Excerpted passage »
* start *

So he was an engineer, he shoveled coal.
Had big muscles, so he day in, day out
did that and on my father’s side
my paternal grandfather ran a glass shop.
He was a glazier
and he had to fight with the union
and probably organized crime
here and there in his career
’cause he was a non-union shop.
-Okay, so with crime,
statistically there are worse times.
You walk around the center of the city
or here and it seems very safe.
What are your thoughts on crime?
It’s hard to gauge, I mean so many people
told me, “Don’t come to Chicago.”
-Well there are certain parts of Chicago.
Most major cities do a similar approach.
Wherever it’s beautiful and pretty,
you make sure
you got a good police presence,
and you want to make sure that’s safe.
If we go to the South Side of the city
it’s gonna be a little bit different.
A little sketchier.
[Ben chuckles]
[Peter] This guy’s all turned around.
[Ben] And…
You have issues that are going on.
So for example Chicago’s
used a thing called the spot shotter
for the past decade or so.
It’s microphones that they
put in different neighborhoods.
-Okay.
-If a gunshot goes off
it can use its algorithms
to track down its origin very quickly
and then the police can get there
in a fairly rapid amount of time.
It’s not perfect.
So some civil rights advocates
have said you’re putting this
in usually minority neighborhoods
and that’s unfairly targeting them.
You have government microphones
out on streets capable of listening in.
-That’s a potential–
-Around here?
-No, I think you find them
mostly in the South Side of Chicago.
-Oh, they’re listening in?
-Well, they say.
The company will tell you
they’re only activated
once a gunshot’s been noticed by it.
So there’s some tension
going on about that issue
and so it’s not a perfect technology
but it’s certainly allows folks to get
more quickly to the scene of a crime
and be able to shut it down
and catch those who are responsible.
We have cashless bail
starting in September in Illinois.
So you’ll be…
If you’re arrested for a crime
you’ll be free to walk
and not have to pay bail
unless it can be shown
you’re an extreme flight risk.
-So when people pay bail
they have skin in the game?
-Isn’t that the point?
-That’s the idea.
And newer thinking on it from people
who are concerned about things
like equity and such
are that marginalized communities
don’t have access to as much capital
and that imprisons them
where middle class and upper class people
are going to be able to get out.
It’s not an unreasonable argument
but I think a wholly cashless bail system
is probably dangerous.
Probably a step towards lawlessness
and encouragement of crime.
I think there’s probably
a median point there
but we’ll find out real soon.
♪ jazz ♪
[Ben] We are approaching 41st and Pulaski.
This is the site where allegedly
Alderman Ed Burke did a shakedown.
You’ll note on the light up there
is a security camera
-Okay.
-And from what I’ve learned from reports
he just wasn’t wise enough
to realize you probably shouldn’t
stand out on the sidewalk
and talk by a security camera.
My understanding is it picked up
part of that alleged shakedown.
-Those pick up audio?
-Right.
Audio and video.
And it’s just one more example,
like I said, 37 aldermen
have been convicted
at least since the 1970s
in Chicago for shakedown, racketeering,
tax fraud, wire fraud, mail fraud.
These are the popular array of things.
You don’t set up a system and say,
“We hope we get really good guys,
and we’re gonna give ’em
tens of millions of dollars,
and we hope they do good stuff.
-You’re a First Amendment attorney.

* end *

Task directions » In the conversation about crime in Chicago, which offenses are named as ones Chicago aldermen have been convicted of since the 1970s? List them all. The items are not needed here.

Listed entries »
* start *

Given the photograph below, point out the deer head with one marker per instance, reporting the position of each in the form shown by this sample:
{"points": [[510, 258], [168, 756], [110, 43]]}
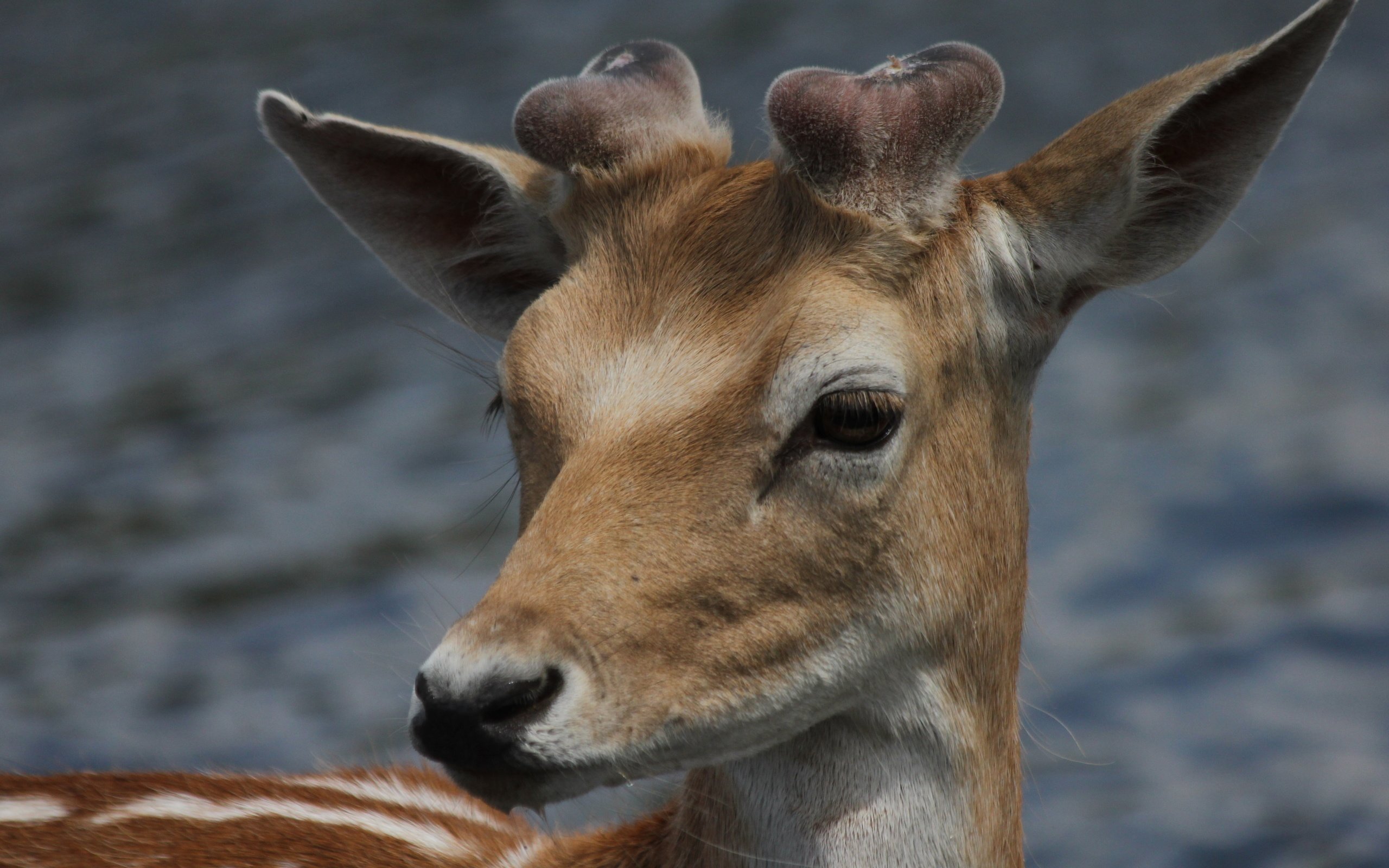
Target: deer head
{"points": [[772, 420]]}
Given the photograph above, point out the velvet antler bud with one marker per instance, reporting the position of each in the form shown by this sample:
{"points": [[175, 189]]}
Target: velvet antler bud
{"points": [[635, 98], [885, 142]]}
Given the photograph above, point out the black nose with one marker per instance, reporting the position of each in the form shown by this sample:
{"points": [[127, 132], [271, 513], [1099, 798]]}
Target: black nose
{"points": [[478, 731]]}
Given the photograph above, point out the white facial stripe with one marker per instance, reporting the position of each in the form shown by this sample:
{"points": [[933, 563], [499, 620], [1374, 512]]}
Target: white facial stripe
{"points": [[655, 377], [863, 356], [33, 809]]}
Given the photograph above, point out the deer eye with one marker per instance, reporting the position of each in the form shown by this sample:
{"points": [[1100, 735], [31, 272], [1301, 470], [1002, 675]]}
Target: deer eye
{"points": [[857, 418]]}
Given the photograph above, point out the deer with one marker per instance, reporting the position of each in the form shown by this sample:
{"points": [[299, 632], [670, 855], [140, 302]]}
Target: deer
{"points": [[772, 423]]}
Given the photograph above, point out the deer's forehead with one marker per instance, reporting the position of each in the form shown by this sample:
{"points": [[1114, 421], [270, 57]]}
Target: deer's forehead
{"points": [[587, 366]]}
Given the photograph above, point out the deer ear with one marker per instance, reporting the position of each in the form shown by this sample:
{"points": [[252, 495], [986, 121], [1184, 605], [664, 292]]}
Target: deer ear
{"points": [[460, 226], [1135, 189]]}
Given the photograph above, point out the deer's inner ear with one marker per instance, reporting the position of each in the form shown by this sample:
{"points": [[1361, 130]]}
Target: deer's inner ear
{"points": [[460, 226]]}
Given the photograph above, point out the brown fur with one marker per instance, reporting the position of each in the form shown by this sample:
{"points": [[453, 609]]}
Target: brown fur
{"points": [[673, 556]]}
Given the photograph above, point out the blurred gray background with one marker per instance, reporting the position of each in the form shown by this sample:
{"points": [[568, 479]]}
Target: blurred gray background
{"points": [[241, 496]]}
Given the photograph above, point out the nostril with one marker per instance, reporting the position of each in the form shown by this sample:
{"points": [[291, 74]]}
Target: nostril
{"points": [[504, 702]]}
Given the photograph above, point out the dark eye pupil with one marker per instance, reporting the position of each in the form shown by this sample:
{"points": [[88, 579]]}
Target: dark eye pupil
{"points": [[856, 418]]}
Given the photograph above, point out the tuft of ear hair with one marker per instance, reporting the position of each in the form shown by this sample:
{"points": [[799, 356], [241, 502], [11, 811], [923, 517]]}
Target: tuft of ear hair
{"points": [[633, 99], [887, 142]]}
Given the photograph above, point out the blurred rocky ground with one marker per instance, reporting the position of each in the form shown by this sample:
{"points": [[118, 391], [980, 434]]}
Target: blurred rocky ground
{"points": [[241, 495]]}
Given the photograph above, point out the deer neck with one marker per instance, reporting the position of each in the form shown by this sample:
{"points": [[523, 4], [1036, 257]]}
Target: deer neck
{"points": [[862, 789]]}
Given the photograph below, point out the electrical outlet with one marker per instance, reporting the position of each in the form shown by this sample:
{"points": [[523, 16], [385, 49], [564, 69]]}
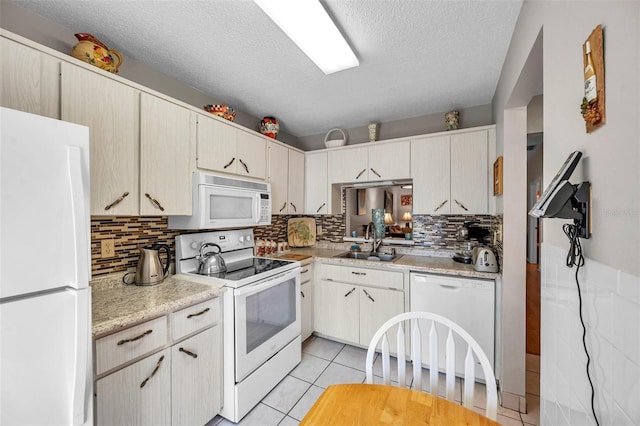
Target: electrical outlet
{"points": [[107, 248]]}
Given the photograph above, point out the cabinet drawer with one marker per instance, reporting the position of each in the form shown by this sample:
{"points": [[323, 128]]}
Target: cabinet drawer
{"points": [[306, 273], [363, 276], [118, 348], [195, 317]]}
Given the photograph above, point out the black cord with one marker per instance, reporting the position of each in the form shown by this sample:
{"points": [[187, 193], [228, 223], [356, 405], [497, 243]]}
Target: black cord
{"points": [[576, 258]]}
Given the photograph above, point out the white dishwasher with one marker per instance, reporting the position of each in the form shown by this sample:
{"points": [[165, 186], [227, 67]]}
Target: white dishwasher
{"points": [[468, 302]]}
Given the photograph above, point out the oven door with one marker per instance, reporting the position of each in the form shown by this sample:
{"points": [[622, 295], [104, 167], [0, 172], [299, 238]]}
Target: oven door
{"points": [[267, 318], [226, 208]]}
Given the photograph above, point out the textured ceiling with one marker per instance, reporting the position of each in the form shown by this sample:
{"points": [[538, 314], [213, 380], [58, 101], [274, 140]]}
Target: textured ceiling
{"points": [[416, 57]]}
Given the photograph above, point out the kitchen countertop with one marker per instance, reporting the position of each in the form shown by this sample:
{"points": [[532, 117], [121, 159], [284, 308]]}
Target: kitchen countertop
{"points": [[116, 305], [416, 263]]}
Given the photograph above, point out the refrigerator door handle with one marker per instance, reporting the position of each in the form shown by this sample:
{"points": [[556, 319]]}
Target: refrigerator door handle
{"points": [[78, 197], [82, 393]]}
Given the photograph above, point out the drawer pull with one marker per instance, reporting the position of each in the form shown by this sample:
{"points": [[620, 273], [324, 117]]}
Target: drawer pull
{"points": [[441, 205], [368, 295], [154, 201], [117, 201], [191, 354], [199, 313], [230, 162], [155, 370], [122, 342]]}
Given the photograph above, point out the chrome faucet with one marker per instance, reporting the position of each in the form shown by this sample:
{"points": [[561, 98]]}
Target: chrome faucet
{"points": [[377, 242]]}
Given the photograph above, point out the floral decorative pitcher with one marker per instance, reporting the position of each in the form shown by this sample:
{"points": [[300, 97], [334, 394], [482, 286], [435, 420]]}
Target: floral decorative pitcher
{"points": [[90, 49]]}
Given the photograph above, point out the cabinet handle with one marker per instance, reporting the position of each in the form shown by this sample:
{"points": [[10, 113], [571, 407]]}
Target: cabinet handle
{"points": [[191, 354], [230, 162], [122, 342], [199, 313], [155, 370], [244, 165], [368, 295], [124, 194], [461, 205], [154, 201], [441, 205]]}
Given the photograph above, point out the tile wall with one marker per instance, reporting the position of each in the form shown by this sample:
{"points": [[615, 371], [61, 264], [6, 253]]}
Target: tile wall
{"points": [[611, 310]]}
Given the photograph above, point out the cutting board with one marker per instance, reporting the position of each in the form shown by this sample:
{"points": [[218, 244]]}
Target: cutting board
{"points": [[301, 231]]}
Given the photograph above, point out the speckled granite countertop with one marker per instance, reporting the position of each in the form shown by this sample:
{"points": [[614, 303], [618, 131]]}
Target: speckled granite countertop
{"points": [[116, 305], [431, 261]]}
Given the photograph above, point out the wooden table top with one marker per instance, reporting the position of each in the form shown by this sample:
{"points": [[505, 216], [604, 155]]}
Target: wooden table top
{"points": [[363, 404]]}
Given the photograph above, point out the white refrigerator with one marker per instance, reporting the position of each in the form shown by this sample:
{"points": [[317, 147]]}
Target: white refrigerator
{"points": [[45, 299]]}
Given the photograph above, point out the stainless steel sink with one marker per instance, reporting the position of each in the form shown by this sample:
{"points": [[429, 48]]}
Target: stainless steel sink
{"points": [[381, 257]]}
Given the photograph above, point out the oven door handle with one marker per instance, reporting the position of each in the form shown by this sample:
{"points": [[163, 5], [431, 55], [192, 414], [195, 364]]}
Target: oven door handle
{"points": [[261, 285]]}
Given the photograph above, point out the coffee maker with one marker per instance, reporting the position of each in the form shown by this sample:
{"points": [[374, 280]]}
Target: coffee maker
{"points": [[468, 236]]}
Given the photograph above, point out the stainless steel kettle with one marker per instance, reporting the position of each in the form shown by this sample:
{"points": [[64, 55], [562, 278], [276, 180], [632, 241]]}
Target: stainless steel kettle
{"points": [[150, 270], [210, 262]]}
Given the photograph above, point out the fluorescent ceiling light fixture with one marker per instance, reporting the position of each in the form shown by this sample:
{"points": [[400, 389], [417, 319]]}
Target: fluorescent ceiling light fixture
{"points": [[310, 27]]}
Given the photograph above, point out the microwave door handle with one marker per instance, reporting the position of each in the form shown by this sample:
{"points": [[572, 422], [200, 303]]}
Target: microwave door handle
{"points": [[257, 208]]}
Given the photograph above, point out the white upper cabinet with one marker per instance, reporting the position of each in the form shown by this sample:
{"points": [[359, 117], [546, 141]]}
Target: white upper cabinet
{"points": [[30, 79], [111, 111], [167, 138], [316, 192], [227, 149], [286, 175], [451, 173]]}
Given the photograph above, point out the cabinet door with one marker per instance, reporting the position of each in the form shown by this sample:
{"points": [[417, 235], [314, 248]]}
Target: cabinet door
{"points": [[430, 169], [348, 165], [216, 149], [110, 110], [306, 309], [167, 137], [252, 155], [389, 161], [316, 188], [30, 80], [469, 163], [296, 182], [196, 379], [122, 399], [336, 310], [377, 306], [278, 178]]}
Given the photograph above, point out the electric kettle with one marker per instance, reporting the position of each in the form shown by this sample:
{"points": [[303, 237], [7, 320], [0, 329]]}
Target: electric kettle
{"points": [[150, 270]]}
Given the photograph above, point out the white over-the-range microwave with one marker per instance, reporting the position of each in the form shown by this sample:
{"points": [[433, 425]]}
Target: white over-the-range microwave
{"points": [[221, 202]]}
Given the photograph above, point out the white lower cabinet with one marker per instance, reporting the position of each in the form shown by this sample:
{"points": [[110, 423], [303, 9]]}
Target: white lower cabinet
{"points": [[351, 303], [138, 395], [196, 365], [178, 382]]}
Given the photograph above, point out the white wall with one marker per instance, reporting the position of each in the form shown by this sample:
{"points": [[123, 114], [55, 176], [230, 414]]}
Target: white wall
{"points": [[611, 156]]}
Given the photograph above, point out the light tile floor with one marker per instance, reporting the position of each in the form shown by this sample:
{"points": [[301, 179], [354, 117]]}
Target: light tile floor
{"points": [[325, 362]]}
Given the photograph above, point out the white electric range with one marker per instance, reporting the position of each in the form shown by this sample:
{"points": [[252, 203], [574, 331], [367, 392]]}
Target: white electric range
{"points": [[261, 318]]}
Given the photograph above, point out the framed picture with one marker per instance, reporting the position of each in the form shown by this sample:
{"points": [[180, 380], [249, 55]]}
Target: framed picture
{"points": [[361, 205], [388, 202]]}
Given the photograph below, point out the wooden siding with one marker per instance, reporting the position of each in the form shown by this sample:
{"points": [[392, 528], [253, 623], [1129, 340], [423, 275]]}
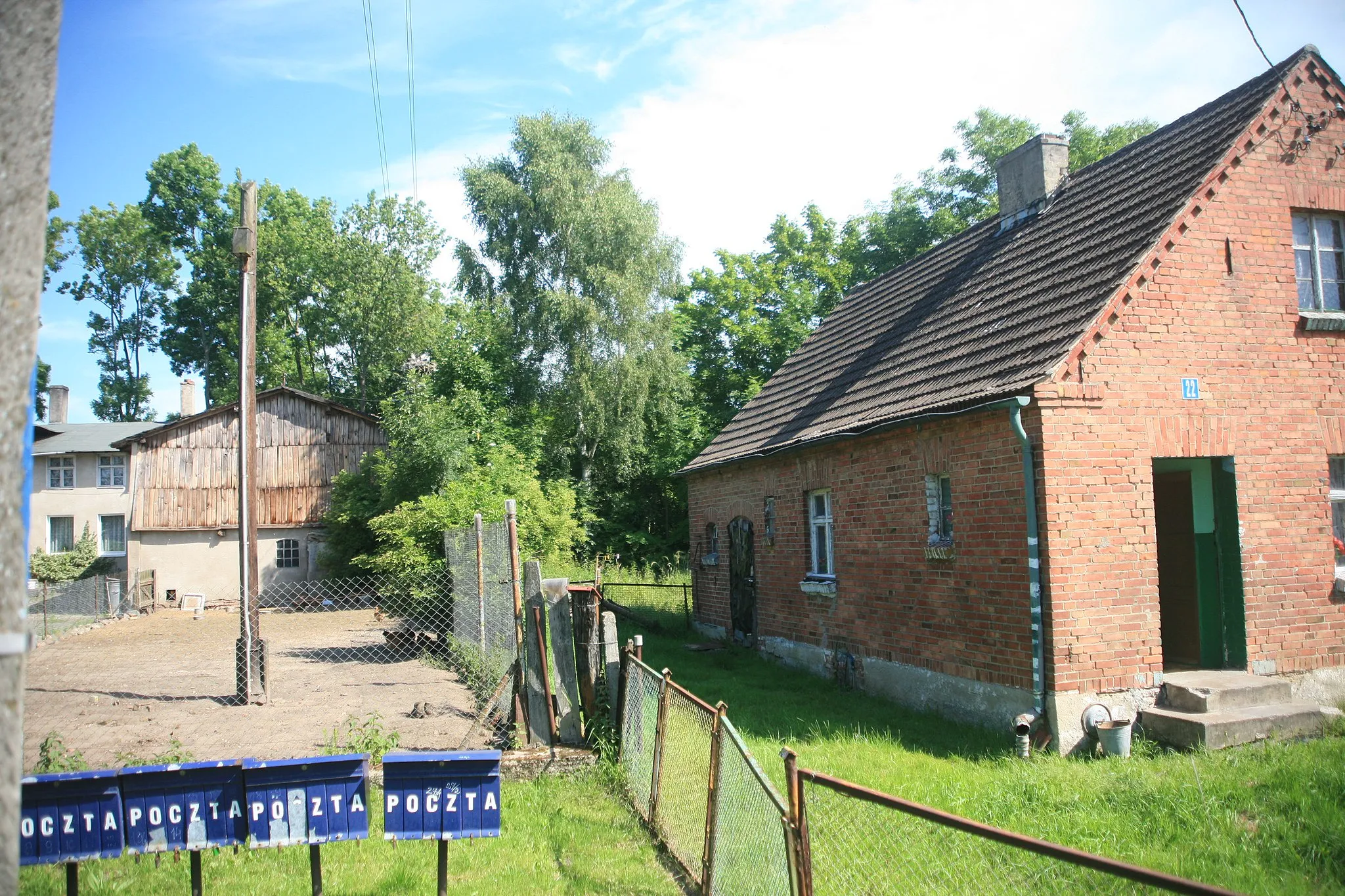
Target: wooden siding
{"points": [[187, 477]]}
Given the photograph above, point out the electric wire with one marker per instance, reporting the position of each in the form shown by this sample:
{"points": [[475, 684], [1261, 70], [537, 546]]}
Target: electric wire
{"points": [[410, 98], [378, 100]]}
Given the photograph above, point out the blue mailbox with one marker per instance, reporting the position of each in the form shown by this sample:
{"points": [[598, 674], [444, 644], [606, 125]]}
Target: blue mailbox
{"points": [[307, 801], [441, 796], [70, 816], [192, 805]]}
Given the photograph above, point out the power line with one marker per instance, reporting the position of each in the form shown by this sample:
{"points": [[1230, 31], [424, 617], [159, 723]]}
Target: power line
{"points": [[410, 98], [1252, 33], [378, 100]]}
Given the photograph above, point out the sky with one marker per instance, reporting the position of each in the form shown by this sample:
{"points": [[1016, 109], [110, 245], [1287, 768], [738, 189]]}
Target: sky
{"points": [[725, 114]]}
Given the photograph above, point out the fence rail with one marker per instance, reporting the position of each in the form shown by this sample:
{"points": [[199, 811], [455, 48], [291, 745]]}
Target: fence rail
{"points": [[703, 793]]}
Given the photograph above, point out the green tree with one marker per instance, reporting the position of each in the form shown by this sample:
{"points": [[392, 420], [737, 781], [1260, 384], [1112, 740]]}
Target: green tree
{"points": [[577, 276], [129, 273], [385, 305]]}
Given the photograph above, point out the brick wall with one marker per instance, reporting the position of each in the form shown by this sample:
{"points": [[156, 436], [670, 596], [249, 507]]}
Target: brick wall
{"points": [[1271, 398], [965, 617]]}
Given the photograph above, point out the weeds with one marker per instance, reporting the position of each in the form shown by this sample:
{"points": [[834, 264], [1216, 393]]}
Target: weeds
{"points": [[368, 736], [53, 756]]}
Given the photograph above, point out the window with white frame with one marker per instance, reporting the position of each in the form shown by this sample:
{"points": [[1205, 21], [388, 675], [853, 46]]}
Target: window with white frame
{"points": [[821, 534], [939, 503], [112, 534], [1320, 263], [287, 553], [1337, 498], [112, 472], [61, 472], [61, 534]]}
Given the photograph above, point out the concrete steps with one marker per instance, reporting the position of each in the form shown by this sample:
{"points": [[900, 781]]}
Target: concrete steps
{"points": [[1218, 710]]}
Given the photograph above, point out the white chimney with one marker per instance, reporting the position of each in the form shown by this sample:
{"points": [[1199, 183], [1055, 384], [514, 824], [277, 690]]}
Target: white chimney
{"points": [[188, 398], [58, 403], [1029, 175]]}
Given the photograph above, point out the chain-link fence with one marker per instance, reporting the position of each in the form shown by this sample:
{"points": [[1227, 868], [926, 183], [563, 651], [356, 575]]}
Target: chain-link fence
{"points": [[351, 666], [666, 608], [751, 853], [57, 608], [862, 842], [730, 834]]}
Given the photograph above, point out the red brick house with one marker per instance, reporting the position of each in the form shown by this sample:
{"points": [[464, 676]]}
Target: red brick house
{"points": [[1162, 332]]}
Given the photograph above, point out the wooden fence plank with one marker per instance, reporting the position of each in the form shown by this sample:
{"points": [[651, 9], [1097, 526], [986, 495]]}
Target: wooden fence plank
{"points": [[539, 714], [568, 679]]}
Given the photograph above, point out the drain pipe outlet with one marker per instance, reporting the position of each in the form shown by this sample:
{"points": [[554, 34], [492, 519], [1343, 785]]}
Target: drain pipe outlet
{"points": [[1029, 496], [1023, 734]]}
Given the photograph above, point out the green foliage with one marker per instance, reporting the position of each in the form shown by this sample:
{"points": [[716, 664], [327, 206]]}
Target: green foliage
{"points": [[78, 563], [129, 273], [177, 754], [410, 538], [53, 756], [355, 735]]}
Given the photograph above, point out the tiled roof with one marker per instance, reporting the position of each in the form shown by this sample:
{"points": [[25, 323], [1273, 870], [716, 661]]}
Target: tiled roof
{"points": [[70, 438], [988, 314]]}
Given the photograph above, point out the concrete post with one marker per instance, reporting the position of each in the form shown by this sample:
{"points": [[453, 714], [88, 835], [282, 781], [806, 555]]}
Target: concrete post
{"points": [[29, 33]]}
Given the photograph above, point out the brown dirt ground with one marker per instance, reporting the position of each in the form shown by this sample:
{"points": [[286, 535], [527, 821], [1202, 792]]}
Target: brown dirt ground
{"points": [[133, 684]]}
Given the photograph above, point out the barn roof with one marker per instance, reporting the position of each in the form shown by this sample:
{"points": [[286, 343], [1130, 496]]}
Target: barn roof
{"points": [[233, 409], [988, 314]]}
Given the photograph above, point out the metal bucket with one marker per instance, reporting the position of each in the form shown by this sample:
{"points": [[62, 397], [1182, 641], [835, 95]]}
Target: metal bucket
{"points": [[1115, 738]]}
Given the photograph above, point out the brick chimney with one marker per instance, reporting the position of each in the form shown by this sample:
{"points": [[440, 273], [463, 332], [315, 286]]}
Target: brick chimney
{"points": [[188, 398], [58, 403], [1029, 175]]}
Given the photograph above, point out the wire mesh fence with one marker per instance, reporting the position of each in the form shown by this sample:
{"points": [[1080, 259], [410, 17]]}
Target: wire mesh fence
{"points": [[354, 664], [684, 771], [751, 855], [862, 842], [57, 608], [665, 608]]}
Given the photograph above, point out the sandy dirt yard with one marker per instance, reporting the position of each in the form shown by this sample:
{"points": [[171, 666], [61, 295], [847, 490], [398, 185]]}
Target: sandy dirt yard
{"points": [[133, 684]]}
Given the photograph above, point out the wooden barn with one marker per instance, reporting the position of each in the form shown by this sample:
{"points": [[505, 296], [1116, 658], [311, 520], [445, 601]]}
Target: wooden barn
{"points": [[185, 490]]}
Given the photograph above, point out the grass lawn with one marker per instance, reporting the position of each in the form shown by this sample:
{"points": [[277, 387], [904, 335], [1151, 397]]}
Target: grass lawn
{"points": [[560, 836], [1261, 819]]}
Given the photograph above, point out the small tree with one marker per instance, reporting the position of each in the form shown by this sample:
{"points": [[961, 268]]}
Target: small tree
{"points": [[78, 563]]}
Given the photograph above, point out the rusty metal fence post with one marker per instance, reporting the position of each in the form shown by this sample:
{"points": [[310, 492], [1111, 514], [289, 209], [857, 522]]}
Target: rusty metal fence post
{"points": [[799, 822], [712, 803]]}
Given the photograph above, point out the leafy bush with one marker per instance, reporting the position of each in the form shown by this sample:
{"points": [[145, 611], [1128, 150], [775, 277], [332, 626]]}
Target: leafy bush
{"points": [[368, 736], [410, 538], [78, 563], [53, 756]]}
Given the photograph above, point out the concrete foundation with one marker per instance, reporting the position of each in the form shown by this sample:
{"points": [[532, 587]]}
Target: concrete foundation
{"points": [[954, 698]]}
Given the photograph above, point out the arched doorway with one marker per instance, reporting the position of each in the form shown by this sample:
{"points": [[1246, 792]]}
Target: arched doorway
{"points": [[741, 581]]}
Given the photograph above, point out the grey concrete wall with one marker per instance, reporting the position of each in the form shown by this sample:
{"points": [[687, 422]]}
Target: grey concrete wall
{"points": [[962, 700], [29, 33]]}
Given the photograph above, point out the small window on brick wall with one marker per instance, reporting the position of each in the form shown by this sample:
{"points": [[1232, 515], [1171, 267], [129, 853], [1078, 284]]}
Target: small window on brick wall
{"points": [[1337, 498], [939, 504], [712, 544]]}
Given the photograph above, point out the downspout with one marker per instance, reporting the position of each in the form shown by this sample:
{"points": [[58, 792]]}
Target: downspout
{"points": [[1039, 647]]}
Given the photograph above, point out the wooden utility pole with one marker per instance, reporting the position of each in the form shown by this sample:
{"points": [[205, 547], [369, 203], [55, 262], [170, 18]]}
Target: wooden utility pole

* end *

In response »
- Shakedown
- Racketeering
- Tax fraud
- Wire fraud
- Mail fraud